Extrait à lire >>

○ ○ ○ ○ ○

C’est le démineur en chef de la loi Macron. Richard Ferrand, 52 ans, député socialiste, est rapporteur général de ce monstre législatif, qui est examiné par l’Assemblée à partir de lundi 26 janvier. A la manœuvre dans une "commission spéciale" qui a planché sept jours d’affilée sur cette réforme, Richard Ferrand a tenté de lever les oppositions à cette loi, jugée beaucoup libérale par une partie de son camp. Sa tâche ne sera pas aisée. Certes, trente patrons, économistes et intellectuels ont lancé un appel, dimanche, dans le "Journal du Dimanche" pour voter la réforme. Mais les frondeurs ont riposté en présentant leurs propositions alternatives. Avant de la défendre dans l’hémicycle, Richard Ferrand décrypte la loi phare du quinquennat de François Hollande.
La loi Macron fait l’objet de vives critiques dans votre camp. Est-ce une loi de gauche ?
C’est sans doute la loi la plus à gauche du quinquennat. On la taxe de libérale mais la gauche a oublié que les idées libérales, du siècle des Lumières, sont des idées de progrès. Cette loi est libérale car elle s’oppose à tous les conservatismes. Elle promeut l’égalité des chances en permettant aux jeunes professionnels du droit de s’installer et en mettant fin au système de cooptation actuel. Elle rend le travail du dimanche et de nuit plus juste, en imposant des compensations pour tous les salariés. Et elle redonne du pouvoir d’achat en améliorant la régulation des péages autoroutiers, ce qui permettra de combattre les dérives tarifaires, et en mettant plus de concurrence dans la grande distribution. Les grandes enseignes qui détiennent plus de 50 % de parts de marché, localement, devront céder des magasins.

○ ○ ○ ○ ○

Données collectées
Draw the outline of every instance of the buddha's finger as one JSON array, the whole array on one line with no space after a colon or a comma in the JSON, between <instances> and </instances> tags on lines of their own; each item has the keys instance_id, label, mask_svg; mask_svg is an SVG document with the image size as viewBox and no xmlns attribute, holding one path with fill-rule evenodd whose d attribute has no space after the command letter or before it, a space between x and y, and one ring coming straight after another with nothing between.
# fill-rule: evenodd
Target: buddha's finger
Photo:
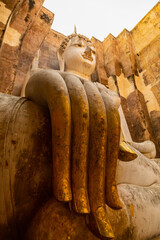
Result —
<instances>
[{"instance_id":1,"label":"buddha's finger","mask_svg":"<svg viewBox=\"0 0 160 240\"><path fill-rule=\"evenodd\" d=\"M71 107L66 84L59 73L41 70L29 80L26 94L49 108L52 125L53 192L59 201L70 201Z\"/></svg>"},{"instance_id":2,"label":"buddha's finger","mask_svg":"<svg viewBox=\"0 0 160 240\"><path fill-rule=\"evenodd\" d=\"M120 117L119 97L102 84L96 84L104 101L107 115L107 160L106 160L106 202L114 209L122 208L116 185L116 168L119 153Z\"/></svg>"},{"instance_id":3,"label":"buddha's finger","mask_svg":"<svg viewBox=\"0 0 160 240\"><path fill-rule=\"evenodd\" d=\"M107 114L107 161L106 161L106 202L114 209L122 208L116 185L116 168L120 140L120 117L114 106L114 99L106 91L101 91Z\"/></svg>"},{"instance_id":4,"label":"buddha's finger","mask_svg":"<svg viewBox=\"0 0 160 240\"><path fill-rule=\"evenodd\" d=\"M106 111L101 95L93 83L84 82L89 102L89 200L95 227L104 238L114 234L105 209ZM92 229L92 224L91 230Z\"/></svg>"},{"instance_id":5,"label":"buddha's finger","mask_svg":"<svg viewBox=\"0 0 160 240\"><path fill-rule=\"evenodd\" d=\"M81 81L73 75L64 75L71 101L71 176L73 209L77 213L89 213L88 199L88 138L89 106Z\"/></svg>"}]
</instances>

○ ○ ○ ○ ○

Activité A >> D’après l’extrait à lire, à partir de quel jour l’Assemblée examine-t-elle la loi Macron ?
Activité B >> Ces affirmations concordent-elles avec l’extrait à lire : (i) Richard Ferrand est député socialiste ; (ii) la commission spéciale a travaillé dix jours d’affilée sur la réforme ; (iii) les grandes enseignes détenant localement plus de 50 % de parts de marché devront céder des magasins ? Répondez par oui ou non pour chacune, en citant les mots décisifs du texte.

Corrigé détaillé A >> À partir du lundi 26 janvier.

Corrigé détaillé B >>
(i) Oui : « Richard Ferrand, 52 ans, député socialiste ».
(ii) Non : « qui a planché sept jours d’affilée sur cette réforme ».
(iii) Oui : « Les grandes enseignes qui détiennent plus de 50 % de parts de marché, localement, devront céder des magasins. »